[[ Document section open ]]

Significant strides have been made in science by treating the world as if it is a mechanism with predictable, volitionless, repeatable patterns. Nevertheless, the fact that these strides have been made does not necessarily infer that the metaphysical assumptions underlying those inquiries are correct. Rather, it infers that there are practical advantages of particular kinds to be had by treating aspects of the world as if they are synonymous with this human abstraction of a mechanism, and especially where the patterns under investigation at least approximate to such behavior, as they tend to do in the movements of bodies and in chemical reactions (if we don’t press too deeply).
But: the structures of knowledge we receive back from the world are correlated to the type of questions that we ask, and the fact that particular advantages can be had by asking certain types of question does not preclude the possibility that other realms of knowledge and advantage are yet to be discovered by asking very different types of questions. It is often said that almost everything we know of the material world has been won as a result of the scientific method. This is true up to a point, and I am not one who would seek to diminish what science has achieved, but as a claim it fails to be entirely convincing, because science has been a process of asking very similar kinds of questions for several hundred years. Not similar in terms of the contextual detail, but similar in terms of the sponsoring metaphysics that informs the very way it asks its questions and which has barely changed since Descartes.

[[ Document section closed ]]

Task statement.
From the passage on science and its metaphysical assumptions, quote word for word the part starting with "Significant strides have" and going on through "press too deeply).".

[[ Recorded information open ]]

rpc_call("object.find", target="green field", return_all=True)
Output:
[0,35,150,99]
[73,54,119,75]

[[ Recorded information closed ]]

Solved exercise.
Significant strides have been made in science by treating the world as if it is a mechanism with predictable, volitionless, repeatable patterns. Nevertheless, the fact that these strides have been made does not necessarily infer that the metaphysical assumptions underlying those inquiries are correct. Rather, it infers that there are practical advantages of particular kinds to be had by treating aspects of the world as if they are synonymous with this human abstraction of a mechanism, and especially where the patterns under investigation at least approximate to such behavior, as they tend to do in the movements of bodies and in chemical reactions (if we don’t press too deeply).